• **The records**
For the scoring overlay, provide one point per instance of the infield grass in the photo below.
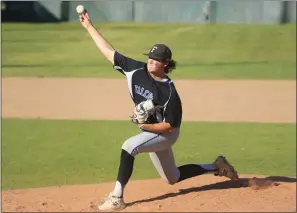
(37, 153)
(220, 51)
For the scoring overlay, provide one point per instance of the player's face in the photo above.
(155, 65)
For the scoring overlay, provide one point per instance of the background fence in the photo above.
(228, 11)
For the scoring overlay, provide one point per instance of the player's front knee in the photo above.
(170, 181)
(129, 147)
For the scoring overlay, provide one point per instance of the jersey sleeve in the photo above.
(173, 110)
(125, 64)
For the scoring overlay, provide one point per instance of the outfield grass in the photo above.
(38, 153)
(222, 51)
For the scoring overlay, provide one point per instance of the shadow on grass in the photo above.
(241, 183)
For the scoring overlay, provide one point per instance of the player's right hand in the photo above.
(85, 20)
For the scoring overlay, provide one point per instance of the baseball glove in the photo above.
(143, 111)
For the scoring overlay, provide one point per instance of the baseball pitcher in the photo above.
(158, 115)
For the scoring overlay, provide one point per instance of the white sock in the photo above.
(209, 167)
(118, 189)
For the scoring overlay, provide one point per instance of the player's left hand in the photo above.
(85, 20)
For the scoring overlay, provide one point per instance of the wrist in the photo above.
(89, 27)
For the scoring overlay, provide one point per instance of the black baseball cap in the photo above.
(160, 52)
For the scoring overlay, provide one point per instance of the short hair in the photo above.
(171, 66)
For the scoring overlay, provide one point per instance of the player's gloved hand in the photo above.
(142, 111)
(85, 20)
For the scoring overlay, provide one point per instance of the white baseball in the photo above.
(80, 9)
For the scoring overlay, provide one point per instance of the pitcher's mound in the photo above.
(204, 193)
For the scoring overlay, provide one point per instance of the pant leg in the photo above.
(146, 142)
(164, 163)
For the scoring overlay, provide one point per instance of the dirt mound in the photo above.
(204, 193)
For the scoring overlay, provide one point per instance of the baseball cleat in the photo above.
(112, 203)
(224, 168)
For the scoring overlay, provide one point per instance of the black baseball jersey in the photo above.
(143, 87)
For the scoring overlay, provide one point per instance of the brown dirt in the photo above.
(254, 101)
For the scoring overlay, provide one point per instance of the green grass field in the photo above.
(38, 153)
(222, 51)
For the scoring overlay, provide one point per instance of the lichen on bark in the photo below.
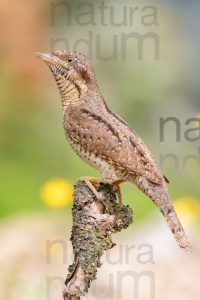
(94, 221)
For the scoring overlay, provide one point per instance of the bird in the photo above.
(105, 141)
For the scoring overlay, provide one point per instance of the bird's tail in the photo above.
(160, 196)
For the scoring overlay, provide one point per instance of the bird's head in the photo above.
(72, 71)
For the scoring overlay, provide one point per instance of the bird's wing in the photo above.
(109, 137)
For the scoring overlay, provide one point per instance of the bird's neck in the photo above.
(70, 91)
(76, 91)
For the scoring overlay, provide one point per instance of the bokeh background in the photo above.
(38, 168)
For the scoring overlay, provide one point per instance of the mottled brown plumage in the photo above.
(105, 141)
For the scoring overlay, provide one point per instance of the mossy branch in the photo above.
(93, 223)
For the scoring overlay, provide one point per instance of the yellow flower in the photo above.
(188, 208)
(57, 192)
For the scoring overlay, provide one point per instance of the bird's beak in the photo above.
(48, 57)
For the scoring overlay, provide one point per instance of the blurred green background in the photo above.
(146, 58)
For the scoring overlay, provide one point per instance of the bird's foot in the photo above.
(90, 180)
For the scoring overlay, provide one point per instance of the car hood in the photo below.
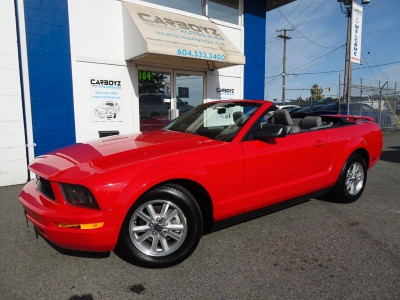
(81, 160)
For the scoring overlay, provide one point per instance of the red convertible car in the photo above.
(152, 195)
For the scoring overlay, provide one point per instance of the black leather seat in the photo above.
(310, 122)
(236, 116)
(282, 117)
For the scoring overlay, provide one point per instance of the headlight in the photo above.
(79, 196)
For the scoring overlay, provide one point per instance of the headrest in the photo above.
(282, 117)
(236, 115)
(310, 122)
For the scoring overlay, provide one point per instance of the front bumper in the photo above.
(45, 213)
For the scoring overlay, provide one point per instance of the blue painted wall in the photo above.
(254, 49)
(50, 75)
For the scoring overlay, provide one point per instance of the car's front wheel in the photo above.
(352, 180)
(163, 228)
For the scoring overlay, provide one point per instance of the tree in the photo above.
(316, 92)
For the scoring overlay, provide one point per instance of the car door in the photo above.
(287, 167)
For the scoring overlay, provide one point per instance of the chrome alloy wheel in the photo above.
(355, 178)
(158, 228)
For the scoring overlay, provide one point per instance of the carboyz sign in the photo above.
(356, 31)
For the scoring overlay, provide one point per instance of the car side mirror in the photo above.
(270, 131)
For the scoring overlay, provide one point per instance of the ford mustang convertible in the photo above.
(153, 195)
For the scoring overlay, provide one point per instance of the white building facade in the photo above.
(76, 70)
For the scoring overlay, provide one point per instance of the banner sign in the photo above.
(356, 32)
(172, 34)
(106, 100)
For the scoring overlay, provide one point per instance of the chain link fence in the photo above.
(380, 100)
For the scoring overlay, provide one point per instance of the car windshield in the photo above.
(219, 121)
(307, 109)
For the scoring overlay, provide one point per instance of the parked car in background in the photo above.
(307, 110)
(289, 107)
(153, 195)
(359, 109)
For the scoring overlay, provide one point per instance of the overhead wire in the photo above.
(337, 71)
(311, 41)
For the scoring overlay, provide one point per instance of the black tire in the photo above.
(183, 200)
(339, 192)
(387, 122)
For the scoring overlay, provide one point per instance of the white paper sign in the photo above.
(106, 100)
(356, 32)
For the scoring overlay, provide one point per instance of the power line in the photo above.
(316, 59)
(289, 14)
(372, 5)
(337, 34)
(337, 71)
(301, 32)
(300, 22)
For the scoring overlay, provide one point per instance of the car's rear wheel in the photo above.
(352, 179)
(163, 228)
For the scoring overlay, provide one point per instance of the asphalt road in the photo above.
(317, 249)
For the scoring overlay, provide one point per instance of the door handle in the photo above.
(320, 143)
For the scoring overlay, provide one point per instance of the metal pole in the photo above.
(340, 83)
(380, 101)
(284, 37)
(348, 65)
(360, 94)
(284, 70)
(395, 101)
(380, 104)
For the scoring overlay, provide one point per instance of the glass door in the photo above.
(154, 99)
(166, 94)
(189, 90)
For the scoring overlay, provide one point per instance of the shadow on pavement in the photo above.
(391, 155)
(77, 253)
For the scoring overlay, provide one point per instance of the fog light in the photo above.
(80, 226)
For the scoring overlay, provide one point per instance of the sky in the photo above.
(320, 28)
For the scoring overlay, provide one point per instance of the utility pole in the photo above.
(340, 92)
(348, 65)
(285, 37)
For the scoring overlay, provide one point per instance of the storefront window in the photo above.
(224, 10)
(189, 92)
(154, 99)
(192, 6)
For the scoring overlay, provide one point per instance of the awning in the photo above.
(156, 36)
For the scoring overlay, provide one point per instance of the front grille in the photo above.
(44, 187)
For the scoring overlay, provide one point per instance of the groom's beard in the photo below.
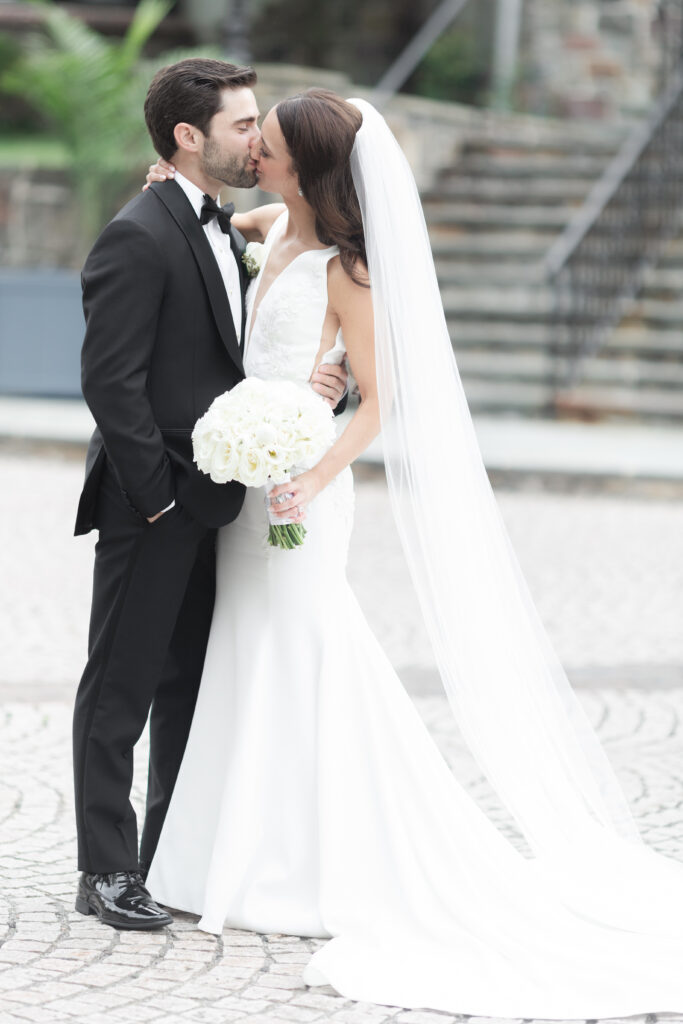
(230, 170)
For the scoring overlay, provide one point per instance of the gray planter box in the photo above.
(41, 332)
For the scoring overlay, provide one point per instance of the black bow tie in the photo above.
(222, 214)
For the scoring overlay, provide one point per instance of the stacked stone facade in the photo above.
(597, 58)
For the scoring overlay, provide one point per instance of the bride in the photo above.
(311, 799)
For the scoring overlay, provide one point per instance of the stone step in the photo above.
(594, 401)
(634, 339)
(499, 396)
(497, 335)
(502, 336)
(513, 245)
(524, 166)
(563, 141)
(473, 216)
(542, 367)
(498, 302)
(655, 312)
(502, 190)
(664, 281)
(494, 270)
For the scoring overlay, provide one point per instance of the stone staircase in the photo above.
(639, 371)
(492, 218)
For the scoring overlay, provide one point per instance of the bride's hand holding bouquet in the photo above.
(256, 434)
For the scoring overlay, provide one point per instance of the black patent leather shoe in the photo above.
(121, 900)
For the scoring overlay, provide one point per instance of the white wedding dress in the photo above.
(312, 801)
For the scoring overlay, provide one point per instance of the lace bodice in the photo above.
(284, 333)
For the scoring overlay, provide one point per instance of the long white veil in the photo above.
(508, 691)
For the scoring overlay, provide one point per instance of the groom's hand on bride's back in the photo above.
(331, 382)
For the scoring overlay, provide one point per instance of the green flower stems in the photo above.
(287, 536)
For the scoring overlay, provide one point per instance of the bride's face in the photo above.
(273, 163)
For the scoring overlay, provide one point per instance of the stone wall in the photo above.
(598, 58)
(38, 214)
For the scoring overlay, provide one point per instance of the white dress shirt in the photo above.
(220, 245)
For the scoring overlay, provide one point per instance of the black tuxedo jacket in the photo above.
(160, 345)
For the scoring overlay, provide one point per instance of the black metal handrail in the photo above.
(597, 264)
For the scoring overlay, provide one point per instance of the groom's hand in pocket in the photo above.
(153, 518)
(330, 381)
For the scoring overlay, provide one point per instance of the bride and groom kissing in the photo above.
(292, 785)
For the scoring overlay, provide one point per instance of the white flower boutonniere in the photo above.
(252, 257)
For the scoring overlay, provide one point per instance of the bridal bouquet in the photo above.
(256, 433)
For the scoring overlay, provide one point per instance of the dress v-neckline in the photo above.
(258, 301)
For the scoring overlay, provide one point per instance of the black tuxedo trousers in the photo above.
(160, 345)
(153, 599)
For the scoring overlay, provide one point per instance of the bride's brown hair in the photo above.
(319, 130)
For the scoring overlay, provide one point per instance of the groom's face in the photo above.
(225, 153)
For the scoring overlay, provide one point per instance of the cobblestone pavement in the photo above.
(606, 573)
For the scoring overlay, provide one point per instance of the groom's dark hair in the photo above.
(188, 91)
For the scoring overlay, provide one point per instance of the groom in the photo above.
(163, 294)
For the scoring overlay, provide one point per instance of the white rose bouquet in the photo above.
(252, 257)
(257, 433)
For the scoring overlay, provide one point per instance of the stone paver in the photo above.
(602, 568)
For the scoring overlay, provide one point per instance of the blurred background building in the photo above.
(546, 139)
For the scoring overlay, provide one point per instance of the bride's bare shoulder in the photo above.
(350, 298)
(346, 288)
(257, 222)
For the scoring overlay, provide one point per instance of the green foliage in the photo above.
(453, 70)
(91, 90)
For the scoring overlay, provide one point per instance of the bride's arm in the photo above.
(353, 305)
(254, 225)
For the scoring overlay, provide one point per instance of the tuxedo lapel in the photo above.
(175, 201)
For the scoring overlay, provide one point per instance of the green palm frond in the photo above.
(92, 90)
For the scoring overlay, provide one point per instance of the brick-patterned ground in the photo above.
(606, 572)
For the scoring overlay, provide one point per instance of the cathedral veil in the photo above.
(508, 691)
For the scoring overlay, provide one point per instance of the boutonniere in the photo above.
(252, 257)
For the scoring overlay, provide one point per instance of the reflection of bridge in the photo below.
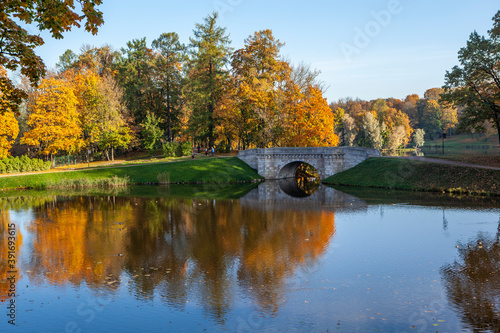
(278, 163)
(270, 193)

• **Task prompt**
Output the items as a Markdown table with columns Row and Line, starting with the line containing "bridge in the photo below." and going on through the last line of the items, one numbered row per line. Leave out blank lines and omit the pictures.

• **Response**
| Row | Line |
|---|---|
| 1 | For the scoring overlay, provide one point per instance of the reflection of bridge in the photo below. |
| 2 | (278, 163) |
| 3 | (270, 193) |